Description of the task:
Pick every line out of the entries below that holds the string "drop", and report them.

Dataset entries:

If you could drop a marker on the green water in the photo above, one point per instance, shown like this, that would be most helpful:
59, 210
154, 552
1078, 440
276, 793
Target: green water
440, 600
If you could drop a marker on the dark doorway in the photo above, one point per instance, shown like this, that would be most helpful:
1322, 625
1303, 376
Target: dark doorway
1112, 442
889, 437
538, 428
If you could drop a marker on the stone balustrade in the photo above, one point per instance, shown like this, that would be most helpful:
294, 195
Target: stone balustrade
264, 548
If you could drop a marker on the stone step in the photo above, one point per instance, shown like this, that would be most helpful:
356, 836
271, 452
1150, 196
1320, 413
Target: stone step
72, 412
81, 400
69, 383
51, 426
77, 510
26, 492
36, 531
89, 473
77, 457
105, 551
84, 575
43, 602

Output:
If you could drop a marker on the green water in the photo above, one point per instance, shown like this, that would be most helpful:
If you could drop a marker on the dark doorway in the photo above, one point per instance, shown like this, that would be most helpful:
If you could drop a marker on the stone balustrade in the photo above, one point per instance, shown like this, that would be most helpful:
If you could drop a marker on the stone step in the photo above, one point per instance, shown like this, that would be most helpful:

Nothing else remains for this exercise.